## [Article]
---

Images: 
Total Rating: 
***1/4
Opened: 
April 6, 2018
Ended: 
April 29, 2018
Country: 
USA
State: 
Florida
City: 
Sarasota
Company/Producers: 
Asolo Repertory Theater
Theater Type: 
Regional
Theater: 
Florida State University Center for the Performing Arts - Cook Theater
Theater Address: 
5555 North Tamiami Trail
Phone: 
941-351-8000
Website: 
asolorep.org
Running Time: 
2 hrs
Genre: 
Drama
Author: 
Branden Jacobs-Jenkins
Director: 
Greg Leaming
Review: 

In a Manhattan magazine office in the 2010s, a group of Millennials are anything but the editorial assistants they’ve been hired to be. They banter more than they write. They flippingly or antagonistically cut into each other’s conversation more than anything they edit for their precarious publication. They obviously hate their lives and maybe each other. Gloria’s different. She actually does something about both office and inhabitants.

All are replaced by (doubling) actors eight months later in a Midtown coffee shop, then after two years at a TV production company scene in Los Angeles. Yet it is Gloria’s actions that affect everyone in all the settings. With originality, author Branden Jacobs-Jenkins manipulates the levels of their actions. Fittingly, director Greg Leaming assures that his actors interpret the complicated text in a range going from spontaneous to perplexed to carefully planned.

---

## [Source material]
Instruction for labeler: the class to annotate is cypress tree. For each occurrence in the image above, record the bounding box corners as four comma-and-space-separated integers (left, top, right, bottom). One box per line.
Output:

---

## [Requirements]
a) Answer these questions from the review, each on its own line:
(i) In which theater was the production staged?
(ii) Who directed it?
(iii) Where does the play move eight months after the magazine office scenes?
b) Return the review's text from "All are replaced" up to and including "to carefully planned.".
c) Sum up the review in two sentences.

## [Exercise answers]
a)
(i) Florida State University Center for the Performing Arts - Cook Theater
(ii) Greg Leaming
(iii) A Midtown coffee shop

b)
All are replaced by (doubling) actors eight months later in a Midtown coffee shop, then after two years at a TV production company scene in Los Angeles. Yet it is Gloria’s actions that affect everyone in all the settings. With originality, author Branden Jacobs-Jenkins manipulates the levels of their actions. Fittingly, director Greg Leaming assures that his actors interpret the complicated text in a range going from spontaneous to perplexed to carefully planned.

c) This Asolo Repertory Theater drama by Branden Jacobs-Jenkins ran in Sarasota from April 6 to April 29, 2018, and opens on Millennial editorial assistants in a Manhattan magazine office who banter more than they work and seem to hate their lives, except Gloria, who does something about it. Her actions affect everyone as the doubling actors move to a Midtown coffee shop and then a Los Angeles TV production company, and the review credits the author's originality and Greg Leaming's fitting direction of the complicated text.